• **Directions**: Each line should be copied exactly.

• **Given data**:
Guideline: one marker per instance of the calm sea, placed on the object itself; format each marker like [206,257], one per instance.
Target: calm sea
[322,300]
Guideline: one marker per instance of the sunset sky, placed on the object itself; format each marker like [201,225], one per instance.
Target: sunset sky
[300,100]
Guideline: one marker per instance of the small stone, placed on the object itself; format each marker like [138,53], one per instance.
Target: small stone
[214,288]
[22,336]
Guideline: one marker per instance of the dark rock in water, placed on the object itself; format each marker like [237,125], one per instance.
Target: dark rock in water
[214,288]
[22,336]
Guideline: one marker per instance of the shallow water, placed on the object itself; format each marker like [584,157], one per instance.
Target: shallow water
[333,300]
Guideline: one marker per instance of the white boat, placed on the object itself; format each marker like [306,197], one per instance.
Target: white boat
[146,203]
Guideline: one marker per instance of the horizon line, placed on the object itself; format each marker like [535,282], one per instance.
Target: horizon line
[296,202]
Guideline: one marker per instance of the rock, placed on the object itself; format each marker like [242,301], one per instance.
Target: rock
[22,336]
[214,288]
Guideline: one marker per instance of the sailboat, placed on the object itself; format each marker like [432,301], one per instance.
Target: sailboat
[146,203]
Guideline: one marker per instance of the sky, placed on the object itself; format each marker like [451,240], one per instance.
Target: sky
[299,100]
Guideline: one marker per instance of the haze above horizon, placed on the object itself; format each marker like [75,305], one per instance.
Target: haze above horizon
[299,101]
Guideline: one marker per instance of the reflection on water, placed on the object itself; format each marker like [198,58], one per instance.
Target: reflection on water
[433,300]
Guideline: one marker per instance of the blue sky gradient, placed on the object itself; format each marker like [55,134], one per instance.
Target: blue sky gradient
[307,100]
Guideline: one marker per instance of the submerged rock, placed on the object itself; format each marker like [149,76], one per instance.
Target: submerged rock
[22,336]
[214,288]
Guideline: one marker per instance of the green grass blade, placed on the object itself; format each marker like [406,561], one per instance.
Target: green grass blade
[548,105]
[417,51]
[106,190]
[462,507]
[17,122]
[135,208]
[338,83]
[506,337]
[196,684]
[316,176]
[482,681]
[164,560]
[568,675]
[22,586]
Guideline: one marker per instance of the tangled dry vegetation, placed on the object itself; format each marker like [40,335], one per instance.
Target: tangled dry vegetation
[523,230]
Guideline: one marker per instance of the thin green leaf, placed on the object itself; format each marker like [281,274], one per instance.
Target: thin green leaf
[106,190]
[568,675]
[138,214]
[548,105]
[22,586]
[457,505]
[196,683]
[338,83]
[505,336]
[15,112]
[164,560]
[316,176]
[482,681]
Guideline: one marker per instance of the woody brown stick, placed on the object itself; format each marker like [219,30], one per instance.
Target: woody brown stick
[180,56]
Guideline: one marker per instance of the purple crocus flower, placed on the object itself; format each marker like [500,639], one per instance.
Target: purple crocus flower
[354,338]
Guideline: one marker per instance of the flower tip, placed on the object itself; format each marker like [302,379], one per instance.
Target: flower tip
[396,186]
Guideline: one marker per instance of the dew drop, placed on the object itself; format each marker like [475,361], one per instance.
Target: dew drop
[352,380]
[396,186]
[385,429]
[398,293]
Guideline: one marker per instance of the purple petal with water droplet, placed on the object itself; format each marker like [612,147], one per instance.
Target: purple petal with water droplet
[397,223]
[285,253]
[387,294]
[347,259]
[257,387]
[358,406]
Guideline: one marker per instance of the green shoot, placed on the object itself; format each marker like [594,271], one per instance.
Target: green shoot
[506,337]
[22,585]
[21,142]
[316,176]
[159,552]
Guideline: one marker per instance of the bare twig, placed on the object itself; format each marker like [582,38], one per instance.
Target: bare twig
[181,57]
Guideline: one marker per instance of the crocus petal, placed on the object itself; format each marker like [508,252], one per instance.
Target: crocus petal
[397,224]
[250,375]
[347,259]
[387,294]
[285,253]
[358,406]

• **Task response**:
Guideline: one marker per instance of the calm sea, placed on the object itself; format each marker like [206,257], one per instance.
Target: calm sea
[322,300]
Guideline: one marker per instance of the sunset sky, placed on the object itself; format each marker like [201,225], one per instance.
Target: sunset sky
[300,100]
Guideline: one marker per instance of the small stone, placed on the object itself; format each marker like [138,53], one per instance.
Target: small stone
[214,288]
[22,336]
Guideline: one marker per instance of the dark rock in water, placed on the object itself; format each marker like [237,125], one per instance.
Target: dark rock in water
[214,288]
[22,336]
Guideline: one marker per instance of the shallow water, placed on the object itself; format each marker like [584,157], one per instance.
Target: shallow water
[333,300]
Guideline: one marker per instance of the white boat, placed on the object itself; format each marker like [306,197], one per instance.
Target: white boat
[146,203]
Guideline: one marker per instance of the horizon line, placed on the object itself; format each marker like [535,282], one per instance.
Target: horizon line
[296,202]
Guideline: one marker per instance of the rock, placed on the object itself; format each marker like [242,301], one per instance.
Target: rock
[22,336]
[214,288]
Guideline: one marker per instance of the sailboat, placed on the object itself; format each marker like [432,301], one per instance.
Target: sailboat
[146,203]
Guideline: one marker per instance of the sky, placed on the object itself; format each marker like [451,240], one per instance.
Target: sky
[299,100]
Guideline: one marker per instance of the haze above horizon, placed on the object itself; format each marker like [75,305], one per instance.
Target: haze above horizon
[299,101]
Guideline: one marker per instance of the reflection on water, placed on the object itself; format each marker like [198,58], one per instance.
Target: reflection on water
[433,300]
Guideline: one marker per instance of the blue sky gradient, placed on the object itself; format each marker like [55,134], one per instance.
Target: blue sky gradient
[307,100]
Guideline: one marker per instance of the submerged rock, placed on the object itself; format each marker like [149,76], one per instance.
Target: submerged rock
[22,336]
[214,288]
Guideline: one marker per instance of the green grass blade, placed on the object itself; format each marker like [406,561], one per instance.
Target: green grass blade
[548,105]
[417,51]
[106,190]
[462,507]
[17,122]
[135,208]
[338,83]
[506,337]
[196,684]
[316,176]
[482,681]
[164,560]
[568,675]
[22,586]
Guideline: one marker per instance of the tangled dry vegetation, placed on the object itself; format each marker like [40,335], one per instance.
Target: tangled dry vegetation
[523,230]
Guideline: one marker per instance of the thin green leaf, placed on the object itself; format each marker like [281,274], one per instance.
Target: thin green leaf
[106,190]
[568,675]
[138,214]
[548,105]
[22,586]
[457,505]
[196,683]
[338,83]
[505,336]
[15,112]
[164,560]
[316,176]
[482,681]
Guideline: one marker per instance of the woody brown stick, placed on the object itself; format each marker like [219,30], one per instance.
Target: woody brown stick
[180,56]
Guideline: one marker per instance of the purple crocus flower, placed on the object itself; format each marker like [500,639], one per instance.
Target: purple crocus flower
[354,338]
Guideline: one marker per instance of the flower tip, placed on the object itself; format each marker like [302,379], one per instance.
Target: flower tip
[396,186]
Guideline: one marker per instance of the dew drop, placed on the object itself; format each marker like [475,361], one per instance.
Target: dew drop
[352,380]
[396,186]
[385,429]
[398,293]
Guideline: one marker per instance of the purple petal with water droplet, placed on the object itself; format each marker like [612,147], one per instance.
Target: purple petal with water droplet
[397,223]
[285,253]
[387,294]
[347,259]
[257,387]
[358,406]
Guideline: one marker per instance of the green shoot, placed on the object itself; format each marker like [594,271], one per instance.
Target: green shoot
[506,337]
[22,585]
[21,142]
[316,176]
[159,552]
Guideline: one marker per instance of the bare twig, placed on the object itself; format each marker like [582,38], one per instance.
Target: bare twig
[181,57]
Guideline: one marker per instance of the crocus petal, placed on the object itself; format each marker like [508,252], one per instance.
Target: crocus petal
[397,224]
[250,375]
[347,259]
[387,294]
[285,253]
[358,406]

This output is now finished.